-- Exercise --
Can you render the records below as a numbered list, leaving out any blank lines?

START Input for this task

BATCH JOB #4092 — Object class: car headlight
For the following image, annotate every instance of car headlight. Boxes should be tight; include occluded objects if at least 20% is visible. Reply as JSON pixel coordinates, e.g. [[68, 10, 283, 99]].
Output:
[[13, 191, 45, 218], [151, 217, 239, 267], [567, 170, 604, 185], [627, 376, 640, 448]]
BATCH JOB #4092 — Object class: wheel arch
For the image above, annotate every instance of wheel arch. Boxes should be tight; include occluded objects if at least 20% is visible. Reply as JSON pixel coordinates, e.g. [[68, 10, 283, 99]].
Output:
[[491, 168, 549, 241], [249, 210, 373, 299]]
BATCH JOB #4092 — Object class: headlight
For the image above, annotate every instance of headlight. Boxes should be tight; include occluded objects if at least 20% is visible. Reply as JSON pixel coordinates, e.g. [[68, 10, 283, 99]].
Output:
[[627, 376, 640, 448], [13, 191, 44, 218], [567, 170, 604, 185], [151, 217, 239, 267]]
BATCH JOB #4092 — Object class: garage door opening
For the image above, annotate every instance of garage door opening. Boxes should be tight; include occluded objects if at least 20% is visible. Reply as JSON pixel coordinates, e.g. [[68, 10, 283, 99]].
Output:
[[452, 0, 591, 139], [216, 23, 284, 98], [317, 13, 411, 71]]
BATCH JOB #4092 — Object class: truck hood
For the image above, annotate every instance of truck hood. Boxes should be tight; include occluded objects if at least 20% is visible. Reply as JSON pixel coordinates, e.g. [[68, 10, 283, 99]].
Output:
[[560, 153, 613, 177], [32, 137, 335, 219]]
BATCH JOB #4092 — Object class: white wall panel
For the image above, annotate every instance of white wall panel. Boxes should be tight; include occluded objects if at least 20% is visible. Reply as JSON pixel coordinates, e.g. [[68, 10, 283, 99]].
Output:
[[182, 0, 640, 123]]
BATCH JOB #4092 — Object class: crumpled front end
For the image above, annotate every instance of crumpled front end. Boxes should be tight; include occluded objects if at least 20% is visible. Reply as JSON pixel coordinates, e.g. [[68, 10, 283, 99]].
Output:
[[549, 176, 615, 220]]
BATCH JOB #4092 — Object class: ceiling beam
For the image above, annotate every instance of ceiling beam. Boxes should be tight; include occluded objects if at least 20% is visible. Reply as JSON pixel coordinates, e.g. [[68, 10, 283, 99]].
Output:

END Input for this task

-- Full output --
1. BATCH JOB #4092 — Object class: car headlight
2. For the following image, annotate every instance of car headlight. Boxes should be tight; include occluded objects if at least 20% is visible. Reply as JSON pixel coordinates, e.g. [[68, 10, 283, 99]].
3. Output:
4. [[13, 191, 45, 218], [151, 217, 239, 267], [567, 170, 604, 185], [627, 376, 640, 448]]
5. BATCH JOB #4092 — Object class: wheel arch
6. For the image above, annotate every instance of wheel arch. Boxes should be tight; include occluded objects if at least 20% is visible. Reply as JSON pixel coordinates, e.g. [[68, 10, 283, 99]].
7. Output:
8. [[491, 168, 549, 241], [249, 210, 373, 299]]
9. BATCH JOB #4092 — Object class: headlight
10. For the image above, annotate every instance of headlight. Boxes should be tight; include occluded objects if at least 20% is visible. Reply as JSON pixel coordinates, e.g. [[68, 10, 283, 99]].
11. Output:
12. [[627, 376, 640, 448], [13, 191, 44, 218], [567, 170, 604, 185], [151, 217, 239, 267]]
13. BATCH JOB #4092 — Object class: garage door opening
14. For the image above, annotate every instance of garage door opening. Boxes should be tight; include occluded objects if at least 20% is visible. Reply as JSON pixel coordinates, e.g. [[68, 10, 283, 99]].
15. Output:
16. [[452, 0, 591, 139], [216, 23, 284, 98], [317, 13, 411, 71]]
17. BATCH JOB #4092 — Object class: truck hood
18. For the image above, annotate every instance of truck hood. Boxes should be tight; include occluded objects if at least 20% is visible. Reply as JSON pixel coordinates, e.g. [[68, 10, 283, 99]].
19. Output:
20. [[560, 153, 613, 177], [32, 137, 335, 219]]
21. BATCH JOB #4092 — Object class: white wall panel
22. For the image above, annotate every instance of white wall panel. Boxes should be tight; include occluded objects if at least 20% is visible. Reply as JSON pixel coordinates, e.g. [[68, 10, 283, 99]].
23. Output:
24. [[182, 0, 640, 123]]
25. BATCH JOB #4092 — Object class: crumpled front end
26. For the image above, annotate every instance of crumpled front end. Boxes should be tight; include occluded objects if at least 20% is visible. Reply as JSON pixel coordinates, e.g. [[68, 10, 283, 99]].
27. Output:
28. [[549, 176, 615, 220]]
29. BATCH JOB #4092 — Object class: ceiling beam
30. For the image above, annotate every instance of ceiling beam. Boxes should be tight; include occluded objects if at least 20% is visible. Reply as JSON pixel coordinates, e.g. [[68, 10, 283, 99]].
31. Output:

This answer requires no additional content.